**SUPPLIED TEXT**
#####
The China National Symphony Orchestra (中国国家交响乐团 (Zhōngguó Guójiā Jiāoxiǎng Yuètuán); abbreviated CNSO) is the national orchestra of the People's Republic of China.

It was founded as the Central Philharmonic Orchestra of China (CPOC) in 1956 under the baton of the conductor Li Delun. In 1996, it was restructured and renamed the China National Symphony Orchestra.

Xia Guan is the orchestra's executive director. The orchestra's principal conductor is Michel Plasson, principal resident conductor is Xincao Li, Muhai Tang is the conductor laureate and En Shao is the principal guest conductor.

== History ==

=== Founding and first concert ===

Li Delun conducted the first concert in Beijing in commemoration of the 200th anniversary of the birth of Wolfgang Amadeus Mozart after the founding of CPOC. On October 1, 1959, the concert of Beethoven's Ninth Symphony was performed by the orchestra in Beijing, and all the musicians were Chinese. In 1996, the Central Philharmonic was restructured and renamed the CNSO. At that time, the CNSO not only played much western classical music such as Beethoven, Brahms, Tchaikovsky, and Wagner, but it also introduced many works such as Yellow River Cantata by Chinese composers.

=== First director ===
According to ChinaCulture website, the CNSO's first director, Delun Li, born in 1917, was a famous musician and conductor in China. He graduated from the Shanghai Conservatory in 1943, and he studied in the Moscow Conservatory from 1953 to 1957. He conducted over twenty orchestras throughout the former USSR. In the fall of 1957, he returned to China to be Conductor and Artistic Director of the CNSO. Delun Li, as a guest conductor, toured Spain, Germany, Canada, and the United States. He introduced many Chinese composers' works abroad, for example, The Yellow River Cantata and Song of Mountain Forest. He was awarded the Liszt Memory Medal by the Ministry of Culture and Education of Hungary in 1986, and in 1997, he was awarded the National Medal of Friendship by President Yeltsin of Russia.

=== Beijing Concert Hall ===
The Beijing Concert Hall was founded as the Center Cinema in 1927. It was rebuilt for the CNSO in 1960 on the Beixinhuajie in Xicheng District which is on the south of Liubukou. The Beijing Concert Hall can accommodate an audience of up to 1,024 people.

=== Reform era ===
During the era of Reform and Opening Up, the CPOC was the first unit of the Ministry of Culture to earn its own money, doing so by recording movie sound tracks.

=== As CNSO ===
CNSO was reconstituted from the Central Philharmonic Orchestra of China in 1996.
#####
**DIRECTION 1**
Retype the orchestra passage, everything from "The China National Symphony Orchestra (中国国家交响乐团" down to "National Symphony Orchestra.".
The orchestra passage and the rows have no connection to each other.

(Extracted data rows)
#####
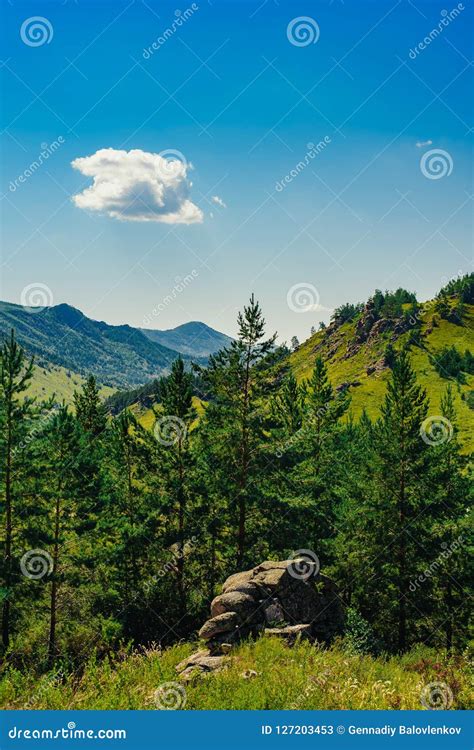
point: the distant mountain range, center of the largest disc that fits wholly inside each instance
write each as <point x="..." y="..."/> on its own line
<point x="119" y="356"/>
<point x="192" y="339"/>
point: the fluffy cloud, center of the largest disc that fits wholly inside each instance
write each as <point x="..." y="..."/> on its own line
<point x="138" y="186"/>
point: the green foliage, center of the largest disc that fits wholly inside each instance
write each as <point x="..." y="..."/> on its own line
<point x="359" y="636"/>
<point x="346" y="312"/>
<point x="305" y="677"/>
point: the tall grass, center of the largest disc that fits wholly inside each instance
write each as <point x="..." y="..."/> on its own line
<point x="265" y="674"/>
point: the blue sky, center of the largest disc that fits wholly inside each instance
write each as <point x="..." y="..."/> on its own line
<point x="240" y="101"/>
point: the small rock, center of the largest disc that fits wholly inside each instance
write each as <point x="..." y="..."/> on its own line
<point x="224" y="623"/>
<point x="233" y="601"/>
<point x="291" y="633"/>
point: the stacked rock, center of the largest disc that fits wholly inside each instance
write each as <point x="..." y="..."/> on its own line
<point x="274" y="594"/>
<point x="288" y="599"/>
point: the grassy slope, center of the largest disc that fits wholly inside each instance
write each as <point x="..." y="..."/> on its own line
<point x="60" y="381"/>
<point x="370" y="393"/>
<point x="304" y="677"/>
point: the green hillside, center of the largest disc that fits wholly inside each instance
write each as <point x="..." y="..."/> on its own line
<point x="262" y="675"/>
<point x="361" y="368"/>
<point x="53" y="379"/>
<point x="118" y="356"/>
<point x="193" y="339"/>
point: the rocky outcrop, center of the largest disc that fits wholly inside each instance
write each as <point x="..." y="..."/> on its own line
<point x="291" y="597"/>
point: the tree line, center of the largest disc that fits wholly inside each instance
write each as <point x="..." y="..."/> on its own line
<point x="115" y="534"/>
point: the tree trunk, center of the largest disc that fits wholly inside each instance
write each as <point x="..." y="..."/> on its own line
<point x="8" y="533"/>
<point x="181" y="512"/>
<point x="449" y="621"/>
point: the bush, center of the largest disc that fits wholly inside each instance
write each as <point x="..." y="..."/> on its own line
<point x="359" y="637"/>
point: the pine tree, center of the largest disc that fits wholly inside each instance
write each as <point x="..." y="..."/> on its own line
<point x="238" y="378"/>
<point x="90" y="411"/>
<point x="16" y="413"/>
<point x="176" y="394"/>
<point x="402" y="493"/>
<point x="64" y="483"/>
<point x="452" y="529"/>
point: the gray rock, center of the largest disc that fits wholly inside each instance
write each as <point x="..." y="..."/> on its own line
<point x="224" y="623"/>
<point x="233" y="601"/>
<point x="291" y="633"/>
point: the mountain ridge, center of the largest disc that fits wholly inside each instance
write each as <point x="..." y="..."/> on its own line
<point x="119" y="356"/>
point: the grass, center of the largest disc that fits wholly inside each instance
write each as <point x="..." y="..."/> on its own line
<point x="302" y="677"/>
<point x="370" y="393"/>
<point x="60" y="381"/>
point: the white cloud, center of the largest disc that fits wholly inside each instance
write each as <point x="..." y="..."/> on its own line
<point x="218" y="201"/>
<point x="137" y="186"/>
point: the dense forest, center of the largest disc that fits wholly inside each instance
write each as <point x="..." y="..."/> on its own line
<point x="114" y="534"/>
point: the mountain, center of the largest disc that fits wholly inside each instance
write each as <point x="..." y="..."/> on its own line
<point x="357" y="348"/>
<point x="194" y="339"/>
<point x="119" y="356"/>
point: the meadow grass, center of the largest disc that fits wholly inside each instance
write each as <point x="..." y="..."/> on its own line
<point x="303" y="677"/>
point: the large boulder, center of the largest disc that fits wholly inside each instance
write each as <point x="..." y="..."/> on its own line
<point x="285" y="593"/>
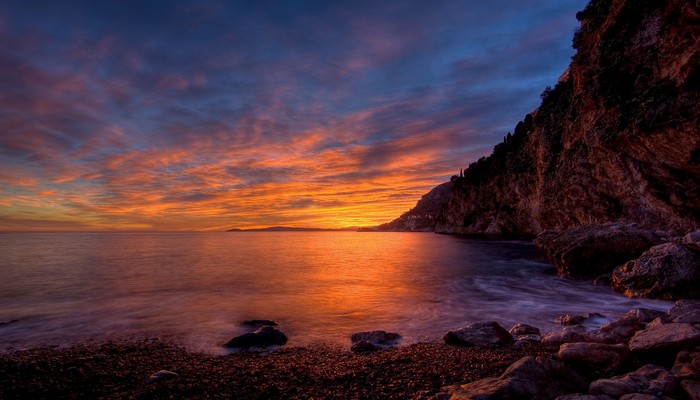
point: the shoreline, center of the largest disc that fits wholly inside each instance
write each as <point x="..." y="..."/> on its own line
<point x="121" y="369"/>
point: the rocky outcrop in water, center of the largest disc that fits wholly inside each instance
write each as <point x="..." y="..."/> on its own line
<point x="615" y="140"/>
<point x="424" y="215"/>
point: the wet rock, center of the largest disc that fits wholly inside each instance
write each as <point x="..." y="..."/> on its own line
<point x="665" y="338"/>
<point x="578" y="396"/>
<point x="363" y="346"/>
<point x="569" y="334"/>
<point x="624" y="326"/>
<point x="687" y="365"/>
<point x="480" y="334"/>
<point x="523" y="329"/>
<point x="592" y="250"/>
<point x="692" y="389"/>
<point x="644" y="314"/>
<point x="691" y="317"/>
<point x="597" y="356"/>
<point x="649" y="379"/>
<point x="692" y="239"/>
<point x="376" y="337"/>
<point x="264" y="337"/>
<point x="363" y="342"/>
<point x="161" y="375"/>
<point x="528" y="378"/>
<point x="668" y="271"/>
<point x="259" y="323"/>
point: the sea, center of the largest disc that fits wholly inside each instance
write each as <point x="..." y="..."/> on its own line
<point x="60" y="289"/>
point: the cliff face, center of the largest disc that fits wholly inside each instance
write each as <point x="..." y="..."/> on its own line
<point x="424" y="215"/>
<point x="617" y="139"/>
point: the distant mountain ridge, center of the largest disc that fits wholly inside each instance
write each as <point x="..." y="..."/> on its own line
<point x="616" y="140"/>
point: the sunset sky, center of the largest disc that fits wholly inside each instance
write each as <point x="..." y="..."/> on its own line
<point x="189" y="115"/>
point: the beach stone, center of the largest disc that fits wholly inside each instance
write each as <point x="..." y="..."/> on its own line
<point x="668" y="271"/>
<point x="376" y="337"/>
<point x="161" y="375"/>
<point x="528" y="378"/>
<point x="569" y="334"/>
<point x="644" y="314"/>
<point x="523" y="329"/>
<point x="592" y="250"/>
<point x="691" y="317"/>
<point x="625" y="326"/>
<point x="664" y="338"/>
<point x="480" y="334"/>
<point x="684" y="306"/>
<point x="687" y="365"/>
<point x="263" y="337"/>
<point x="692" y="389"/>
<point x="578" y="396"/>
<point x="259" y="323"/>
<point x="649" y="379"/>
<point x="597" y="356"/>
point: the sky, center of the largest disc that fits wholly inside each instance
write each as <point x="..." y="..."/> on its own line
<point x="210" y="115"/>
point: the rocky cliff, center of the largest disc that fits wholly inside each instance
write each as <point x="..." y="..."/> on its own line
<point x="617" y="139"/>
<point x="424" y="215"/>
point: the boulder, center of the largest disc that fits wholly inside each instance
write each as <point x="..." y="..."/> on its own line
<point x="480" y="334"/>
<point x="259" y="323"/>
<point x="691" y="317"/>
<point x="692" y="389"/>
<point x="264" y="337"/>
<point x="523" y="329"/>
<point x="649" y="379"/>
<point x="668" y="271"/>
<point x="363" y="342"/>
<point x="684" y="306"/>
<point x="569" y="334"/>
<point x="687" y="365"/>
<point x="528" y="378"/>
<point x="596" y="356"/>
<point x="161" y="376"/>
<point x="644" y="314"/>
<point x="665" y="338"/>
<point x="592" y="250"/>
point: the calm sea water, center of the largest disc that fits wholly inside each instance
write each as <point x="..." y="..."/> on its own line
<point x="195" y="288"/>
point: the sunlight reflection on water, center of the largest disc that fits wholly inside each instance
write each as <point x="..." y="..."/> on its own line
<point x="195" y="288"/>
#####
**DIRECTION 2**
Pick out every line of the rows that contains the string "rocky".

**CORRECT RESPONSE 1**
The China National Symphony Orchestra (中国国家交响乐团 (Zhōngguó Guójiā Jiāoxiǎng Yuètuán); abbreviated CNSO) is the national orchestra of the People's Republic of China.

It was founded as the Central Philharmonic Orchestra of China (CPOC) in 1956 under the baton of the conductor Li Delun. In 1996, it was restructured and renamed the China National Symphony Orchestra.

**CORRECT RESPONSE 2**
point: the rocky outcrop, center of the largest disc that fits wholly inside each instance
point: the rocky outcrop in water, center of the largest disc that fits wholly inside each instance
point: the rocky cliff, center of the largest disc that fits wholly inside each instance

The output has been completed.